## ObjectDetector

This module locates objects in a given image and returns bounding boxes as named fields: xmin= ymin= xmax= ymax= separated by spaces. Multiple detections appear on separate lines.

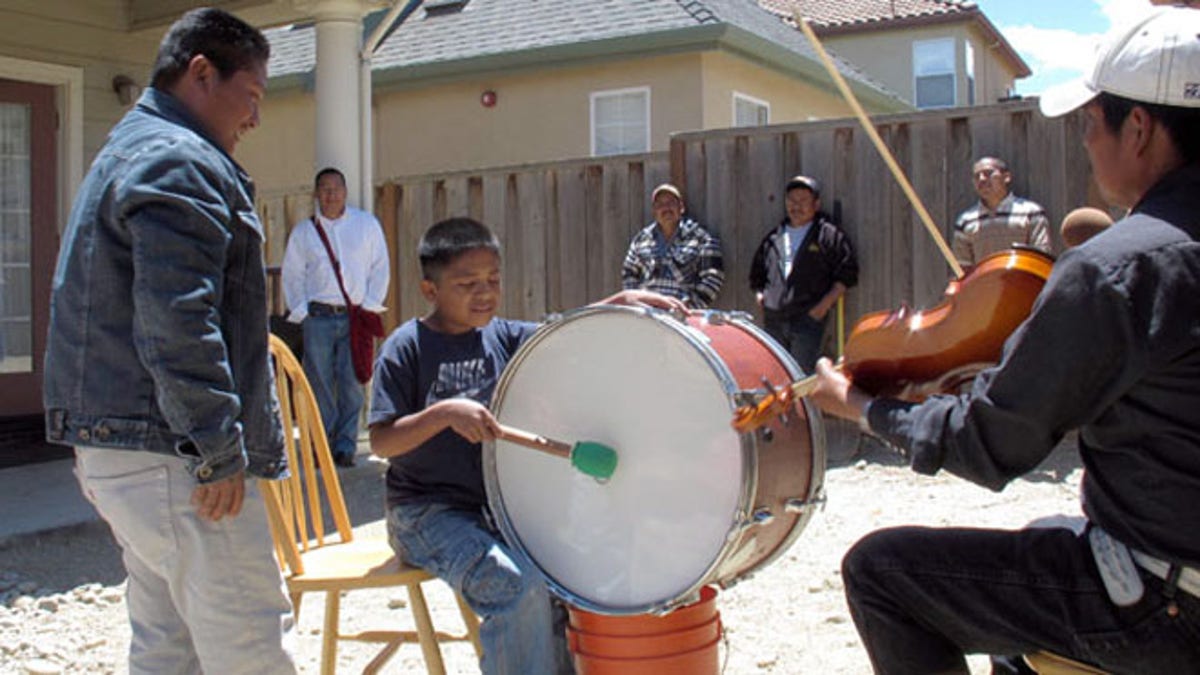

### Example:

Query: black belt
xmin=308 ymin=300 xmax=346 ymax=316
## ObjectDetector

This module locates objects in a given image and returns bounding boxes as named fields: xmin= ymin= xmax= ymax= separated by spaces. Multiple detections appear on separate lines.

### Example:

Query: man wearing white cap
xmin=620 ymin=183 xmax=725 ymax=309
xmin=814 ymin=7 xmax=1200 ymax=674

__________________________________________________

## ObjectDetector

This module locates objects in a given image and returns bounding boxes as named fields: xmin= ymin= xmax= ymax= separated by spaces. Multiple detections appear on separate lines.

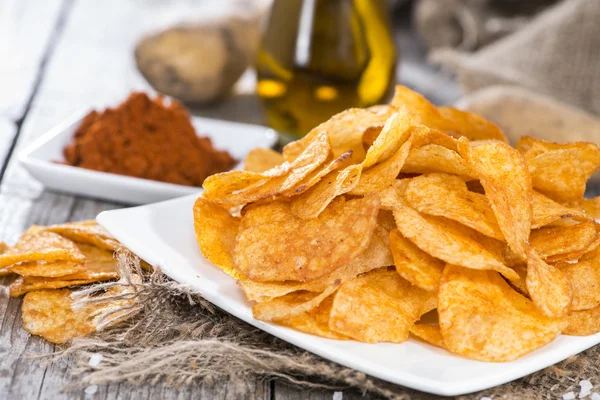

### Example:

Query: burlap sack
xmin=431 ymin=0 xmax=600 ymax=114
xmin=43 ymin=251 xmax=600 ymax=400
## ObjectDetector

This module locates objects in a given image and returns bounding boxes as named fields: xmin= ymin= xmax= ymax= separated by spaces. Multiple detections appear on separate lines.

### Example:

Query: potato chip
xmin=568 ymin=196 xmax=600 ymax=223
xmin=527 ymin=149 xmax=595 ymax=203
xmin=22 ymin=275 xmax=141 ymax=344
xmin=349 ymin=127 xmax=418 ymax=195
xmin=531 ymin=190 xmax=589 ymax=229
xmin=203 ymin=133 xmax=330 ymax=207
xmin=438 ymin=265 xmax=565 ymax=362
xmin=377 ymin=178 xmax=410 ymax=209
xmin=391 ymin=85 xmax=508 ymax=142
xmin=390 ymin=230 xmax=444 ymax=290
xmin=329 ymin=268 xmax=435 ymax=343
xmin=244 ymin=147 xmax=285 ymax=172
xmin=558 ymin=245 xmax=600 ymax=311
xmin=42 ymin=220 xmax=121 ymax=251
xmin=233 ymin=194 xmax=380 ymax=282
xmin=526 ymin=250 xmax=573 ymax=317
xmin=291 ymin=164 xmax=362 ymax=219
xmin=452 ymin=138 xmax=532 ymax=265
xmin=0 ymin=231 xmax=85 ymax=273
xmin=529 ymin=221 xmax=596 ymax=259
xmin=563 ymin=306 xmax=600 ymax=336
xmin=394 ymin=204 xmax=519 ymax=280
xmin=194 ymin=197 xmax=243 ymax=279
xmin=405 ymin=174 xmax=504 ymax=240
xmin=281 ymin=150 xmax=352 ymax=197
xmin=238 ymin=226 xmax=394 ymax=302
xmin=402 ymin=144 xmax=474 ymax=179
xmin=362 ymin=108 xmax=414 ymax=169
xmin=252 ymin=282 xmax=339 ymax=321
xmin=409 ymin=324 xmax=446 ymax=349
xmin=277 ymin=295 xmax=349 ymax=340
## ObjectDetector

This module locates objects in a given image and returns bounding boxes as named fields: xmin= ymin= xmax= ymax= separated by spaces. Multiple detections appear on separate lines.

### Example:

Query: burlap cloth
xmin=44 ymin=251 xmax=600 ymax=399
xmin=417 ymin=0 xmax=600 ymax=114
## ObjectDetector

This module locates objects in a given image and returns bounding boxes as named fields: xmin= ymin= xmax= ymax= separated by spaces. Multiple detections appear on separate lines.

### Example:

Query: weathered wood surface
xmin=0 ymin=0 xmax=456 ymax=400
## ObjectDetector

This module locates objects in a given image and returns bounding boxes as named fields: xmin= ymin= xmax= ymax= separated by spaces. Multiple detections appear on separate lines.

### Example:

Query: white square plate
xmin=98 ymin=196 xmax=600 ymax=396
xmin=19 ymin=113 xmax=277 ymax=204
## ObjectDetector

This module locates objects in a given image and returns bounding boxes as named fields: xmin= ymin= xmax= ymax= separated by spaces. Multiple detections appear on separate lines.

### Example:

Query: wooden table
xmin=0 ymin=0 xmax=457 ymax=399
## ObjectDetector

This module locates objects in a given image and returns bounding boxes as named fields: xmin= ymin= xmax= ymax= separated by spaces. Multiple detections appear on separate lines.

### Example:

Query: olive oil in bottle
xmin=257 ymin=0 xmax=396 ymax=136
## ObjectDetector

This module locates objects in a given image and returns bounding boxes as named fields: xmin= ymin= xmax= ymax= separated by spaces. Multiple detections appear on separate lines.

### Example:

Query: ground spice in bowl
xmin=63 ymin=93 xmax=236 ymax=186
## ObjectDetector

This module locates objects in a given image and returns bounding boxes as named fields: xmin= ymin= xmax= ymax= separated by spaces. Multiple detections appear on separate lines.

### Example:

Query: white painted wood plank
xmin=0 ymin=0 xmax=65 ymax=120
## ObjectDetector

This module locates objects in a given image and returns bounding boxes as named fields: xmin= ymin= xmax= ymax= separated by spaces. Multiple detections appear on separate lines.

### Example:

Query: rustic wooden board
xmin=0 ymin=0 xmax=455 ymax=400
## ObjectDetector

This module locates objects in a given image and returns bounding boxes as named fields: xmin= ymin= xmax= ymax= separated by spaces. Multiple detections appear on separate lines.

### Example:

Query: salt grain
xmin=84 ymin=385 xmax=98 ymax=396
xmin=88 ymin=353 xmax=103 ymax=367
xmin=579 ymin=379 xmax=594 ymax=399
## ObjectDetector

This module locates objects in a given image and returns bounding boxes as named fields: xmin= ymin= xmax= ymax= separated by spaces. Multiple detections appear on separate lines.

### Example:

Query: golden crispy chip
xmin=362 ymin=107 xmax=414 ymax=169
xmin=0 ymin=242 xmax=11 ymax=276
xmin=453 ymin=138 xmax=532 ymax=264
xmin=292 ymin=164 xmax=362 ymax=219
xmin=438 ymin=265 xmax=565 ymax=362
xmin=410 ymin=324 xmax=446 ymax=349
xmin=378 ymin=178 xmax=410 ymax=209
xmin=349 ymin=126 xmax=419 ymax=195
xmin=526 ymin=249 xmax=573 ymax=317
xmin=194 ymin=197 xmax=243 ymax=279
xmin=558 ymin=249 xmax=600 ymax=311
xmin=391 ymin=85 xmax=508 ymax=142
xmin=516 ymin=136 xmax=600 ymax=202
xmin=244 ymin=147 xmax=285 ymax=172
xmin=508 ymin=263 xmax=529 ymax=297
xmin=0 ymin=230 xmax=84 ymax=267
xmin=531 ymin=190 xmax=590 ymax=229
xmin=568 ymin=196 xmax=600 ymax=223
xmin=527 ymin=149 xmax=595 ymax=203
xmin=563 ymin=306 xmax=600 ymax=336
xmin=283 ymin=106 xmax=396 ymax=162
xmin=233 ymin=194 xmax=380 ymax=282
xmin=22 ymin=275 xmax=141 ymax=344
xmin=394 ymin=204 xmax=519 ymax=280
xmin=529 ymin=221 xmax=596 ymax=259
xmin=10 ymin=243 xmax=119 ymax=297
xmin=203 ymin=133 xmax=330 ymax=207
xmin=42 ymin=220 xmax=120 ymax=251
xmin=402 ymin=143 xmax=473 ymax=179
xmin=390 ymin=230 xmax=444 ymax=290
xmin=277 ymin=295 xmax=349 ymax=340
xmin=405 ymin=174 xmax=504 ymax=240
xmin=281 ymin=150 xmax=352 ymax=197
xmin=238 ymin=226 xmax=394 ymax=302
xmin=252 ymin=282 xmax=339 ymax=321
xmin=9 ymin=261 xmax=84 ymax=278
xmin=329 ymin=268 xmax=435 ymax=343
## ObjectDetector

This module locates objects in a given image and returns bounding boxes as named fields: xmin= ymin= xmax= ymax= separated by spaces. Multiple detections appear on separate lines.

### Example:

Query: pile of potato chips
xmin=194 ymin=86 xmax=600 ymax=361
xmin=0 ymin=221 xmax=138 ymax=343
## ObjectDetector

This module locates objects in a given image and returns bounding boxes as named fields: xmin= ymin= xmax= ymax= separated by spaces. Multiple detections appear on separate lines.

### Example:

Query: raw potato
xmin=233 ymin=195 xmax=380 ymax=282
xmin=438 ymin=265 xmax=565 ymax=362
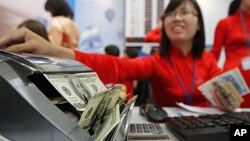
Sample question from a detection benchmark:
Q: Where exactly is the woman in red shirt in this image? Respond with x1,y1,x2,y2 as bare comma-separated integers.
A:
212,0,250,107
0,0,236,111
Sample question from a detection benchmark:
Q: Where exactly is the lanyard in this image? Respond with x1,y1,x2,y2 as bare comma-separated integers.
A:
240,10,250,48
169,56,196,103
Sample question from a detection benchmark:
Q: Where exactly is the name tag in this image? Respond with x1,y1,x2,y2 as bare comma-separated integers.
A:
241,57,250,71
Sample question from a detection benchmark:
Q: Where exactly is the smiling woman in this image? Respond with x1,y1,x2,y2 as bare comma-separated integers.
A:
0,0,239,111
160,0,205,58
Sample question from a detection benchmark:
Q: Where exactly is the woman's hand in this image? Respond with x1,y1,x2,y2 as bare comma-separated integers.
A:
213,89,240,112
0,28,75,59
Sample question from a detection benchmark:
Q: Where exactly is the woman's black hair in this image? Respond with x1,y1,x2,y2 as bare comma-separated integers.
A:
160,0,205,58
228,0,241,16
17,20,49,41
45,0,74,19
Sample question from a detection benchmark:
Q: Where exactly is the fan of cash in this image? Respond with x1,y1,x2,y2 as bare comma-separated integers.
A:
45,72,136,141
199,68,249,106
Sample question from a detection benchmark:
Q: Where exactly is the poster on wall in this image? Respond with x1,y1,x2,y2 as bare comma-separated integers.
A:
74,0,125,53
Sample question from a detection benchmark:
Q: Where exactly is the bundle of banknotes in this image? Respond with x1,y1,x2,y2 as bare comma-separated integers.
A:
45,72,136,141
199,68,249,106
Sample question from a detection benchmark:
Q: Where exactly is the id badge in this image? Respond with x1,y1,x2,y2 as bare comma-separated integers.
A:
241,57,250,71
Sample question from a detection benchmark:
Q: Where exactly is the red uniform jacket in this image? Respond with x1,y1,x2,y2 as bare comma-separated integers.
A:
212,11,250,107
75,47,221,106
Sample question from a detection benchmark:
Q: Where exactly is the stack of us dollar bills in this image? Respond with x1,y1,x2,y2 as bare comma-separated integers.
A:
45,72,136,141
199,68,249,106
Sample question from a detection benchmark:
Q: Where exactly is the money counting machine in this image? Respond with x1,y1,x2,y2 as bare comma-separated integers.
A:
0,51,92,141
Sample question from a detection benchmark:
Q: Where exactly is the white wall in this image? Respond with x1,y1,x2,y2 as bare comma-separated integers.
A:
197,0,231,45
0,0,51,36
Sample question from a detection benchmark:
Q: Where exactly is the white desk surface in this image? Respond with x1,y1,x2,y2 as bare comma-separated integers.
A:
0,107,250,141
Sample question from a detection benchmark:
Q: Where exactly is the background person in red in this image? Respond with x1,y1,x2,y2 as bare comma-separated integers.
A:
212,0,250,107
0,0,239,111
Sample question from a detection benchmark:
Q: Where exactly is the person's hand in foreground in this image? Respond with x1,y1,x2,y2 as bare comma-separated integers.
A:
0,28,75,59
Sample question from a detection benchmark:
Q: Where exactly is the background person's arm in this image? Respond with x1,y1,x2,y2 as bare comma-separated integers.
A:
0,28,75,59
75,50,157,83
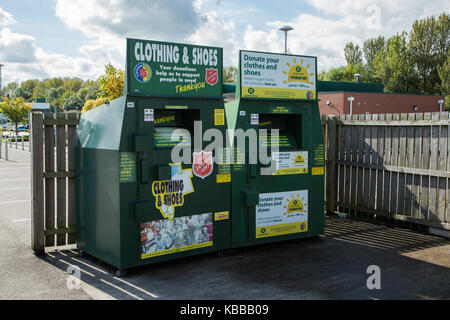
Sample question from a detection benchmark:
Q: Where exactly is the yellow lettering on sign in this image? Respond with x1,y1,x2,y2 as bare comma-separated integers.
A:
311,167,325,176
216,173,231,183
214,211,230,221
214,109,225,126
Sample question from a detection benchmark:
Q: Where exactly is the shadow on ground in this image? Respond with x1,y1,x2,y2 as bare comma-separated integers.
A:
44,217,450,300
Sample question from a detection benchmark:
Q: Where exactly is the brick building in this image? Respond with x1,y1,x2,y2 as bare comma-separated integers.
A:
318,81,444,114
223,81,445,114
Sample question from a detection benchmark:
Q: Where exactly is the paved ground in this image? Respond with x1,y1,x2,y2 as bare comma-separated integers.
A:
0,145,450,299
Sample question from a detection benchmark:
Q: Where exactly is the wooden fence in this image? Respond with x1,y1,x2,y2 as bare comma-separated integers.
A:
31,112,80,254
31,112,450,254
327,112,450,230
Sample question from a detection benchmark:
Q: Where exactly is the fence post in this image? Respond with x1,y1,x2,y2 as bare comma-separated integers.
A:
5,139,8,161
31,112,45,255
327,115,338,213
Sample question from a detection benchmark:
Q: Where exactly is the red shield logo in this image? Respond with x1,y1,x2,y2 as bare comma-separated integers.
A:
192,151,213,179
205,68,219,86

__________________________________________________

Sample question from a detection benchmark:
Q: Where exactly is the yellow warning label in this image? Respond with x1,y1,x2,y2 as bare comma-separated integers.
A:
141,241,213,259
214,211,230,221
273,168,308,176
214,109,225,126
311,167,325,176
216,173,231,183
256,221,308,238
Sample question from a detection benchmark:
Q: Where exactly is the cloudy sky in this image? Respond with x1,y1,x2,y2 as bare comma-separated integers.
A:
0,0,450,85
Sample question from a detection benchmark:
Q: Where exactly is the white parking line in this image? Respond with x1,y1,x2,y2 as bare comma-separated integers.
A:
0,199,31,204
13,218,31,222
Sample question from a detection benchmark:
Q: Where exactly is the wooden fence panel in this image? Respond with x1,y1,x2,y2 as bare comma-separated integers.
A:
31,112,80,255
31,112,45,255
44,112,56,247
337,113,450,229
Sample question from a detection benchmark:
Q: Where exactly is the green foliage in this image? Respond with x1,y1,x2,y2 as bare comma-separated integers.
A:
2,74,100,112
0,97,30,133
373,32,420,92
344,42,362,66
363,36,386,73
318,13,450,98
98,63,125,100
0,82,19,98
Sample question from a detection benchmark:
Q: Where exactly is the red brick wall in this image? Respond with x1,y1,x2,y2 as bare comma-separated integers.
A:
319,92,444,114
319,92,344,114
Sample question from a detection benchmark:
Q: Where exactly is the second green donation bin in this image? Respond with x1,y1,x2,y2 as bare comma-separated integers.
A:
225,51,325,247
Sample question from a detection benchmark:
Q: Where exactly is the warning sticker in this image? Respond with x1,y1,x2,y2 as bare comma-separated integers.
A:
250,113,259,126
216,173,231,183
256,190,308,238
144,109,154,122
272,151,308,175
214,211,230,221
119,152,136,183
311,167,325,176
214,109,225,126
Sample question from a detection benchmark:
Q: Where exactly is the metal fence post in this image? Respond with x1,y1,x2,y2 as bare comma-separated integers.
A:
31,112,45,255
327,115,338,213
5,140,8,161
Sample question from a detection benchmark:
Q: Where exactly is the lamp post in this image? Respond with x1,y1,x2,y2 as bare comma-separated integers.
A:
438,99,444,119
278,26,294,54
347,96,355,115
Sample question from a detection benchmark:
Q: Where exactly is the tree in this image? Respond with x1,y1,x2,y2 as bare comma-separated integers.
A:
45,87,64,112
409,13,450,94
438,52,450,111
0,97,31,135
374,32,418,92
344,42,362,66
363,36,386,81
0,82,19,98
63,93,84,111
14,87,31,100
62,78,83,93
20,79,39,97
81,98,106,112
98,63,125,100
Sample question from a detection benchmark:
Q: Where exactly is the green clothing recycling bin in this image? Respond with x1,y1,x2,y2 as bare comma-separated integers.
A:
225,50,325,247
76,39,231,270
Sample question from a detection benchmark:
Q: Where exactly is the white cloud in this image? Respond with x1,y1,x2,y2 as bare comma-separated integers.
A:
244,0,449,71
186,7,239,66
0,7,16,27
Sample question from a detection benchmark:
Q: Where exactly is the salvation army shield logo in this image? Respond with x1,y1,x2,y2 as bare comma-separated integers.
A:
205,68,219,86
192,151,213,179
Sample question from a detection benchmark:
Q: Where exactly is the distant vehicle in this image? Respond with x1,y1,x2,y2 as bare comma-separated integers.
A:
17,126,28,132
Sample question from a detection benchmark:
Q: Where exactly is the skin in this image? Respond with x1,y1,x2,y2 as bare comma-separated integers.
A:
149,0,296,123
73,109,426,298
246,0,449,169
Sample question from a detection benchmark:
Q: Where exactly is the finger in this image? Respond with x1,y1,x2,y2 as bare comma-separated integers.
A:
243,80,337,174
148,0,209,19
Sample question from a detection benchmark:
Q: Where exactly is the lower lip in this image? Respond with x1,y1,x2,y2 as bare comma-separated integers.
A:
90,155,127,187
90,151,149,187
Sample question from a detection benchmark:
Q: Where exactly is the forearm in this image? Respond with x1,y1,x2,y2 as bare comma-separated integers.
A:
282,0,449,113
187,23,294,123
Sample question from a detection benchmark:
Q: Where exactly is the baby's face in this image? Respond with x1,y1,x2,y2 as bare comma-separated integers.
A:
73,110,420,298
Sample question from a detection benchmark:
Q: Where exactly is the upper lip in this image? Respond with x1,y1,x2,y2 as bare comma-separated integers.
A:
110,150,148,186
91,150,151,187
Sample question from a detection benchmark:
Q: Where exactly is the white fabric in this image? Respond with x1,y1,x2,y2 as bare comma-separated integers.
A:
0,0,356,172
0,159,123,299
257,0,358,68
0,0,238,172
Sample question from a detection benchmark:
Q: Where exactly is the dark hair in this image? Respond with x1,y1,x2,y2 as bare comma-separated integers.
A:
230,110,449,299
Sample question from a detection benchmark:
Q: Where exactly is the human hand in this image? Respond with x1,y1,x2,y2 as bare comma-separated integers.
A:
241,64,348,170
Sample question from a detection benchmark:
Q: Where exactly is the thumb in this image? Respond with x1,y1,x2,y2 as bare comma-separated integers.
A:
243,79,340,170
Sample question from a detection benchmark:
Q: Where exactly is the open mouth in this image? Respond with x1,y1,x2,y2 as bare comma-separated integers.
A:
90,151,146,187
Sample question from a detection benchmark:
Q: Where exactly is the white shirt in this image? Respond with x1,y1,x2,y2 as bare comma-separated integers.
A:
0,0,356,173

__________________________________________________

| Requirement |
Gather every line in the material above that contains the string "hair" and copy each one out. Case counts, so include only lines where it appears in that exact capitalization.

| Result of the exercise |
Q: Where exactly is the woman's black hair in this image? Respond with x1,y1,x2,y2 as bare comma-separated integers.
Q: Where exactly is the dark hair in this image? Respond with x1,y1,x2,y2 as bare comma-separated integers.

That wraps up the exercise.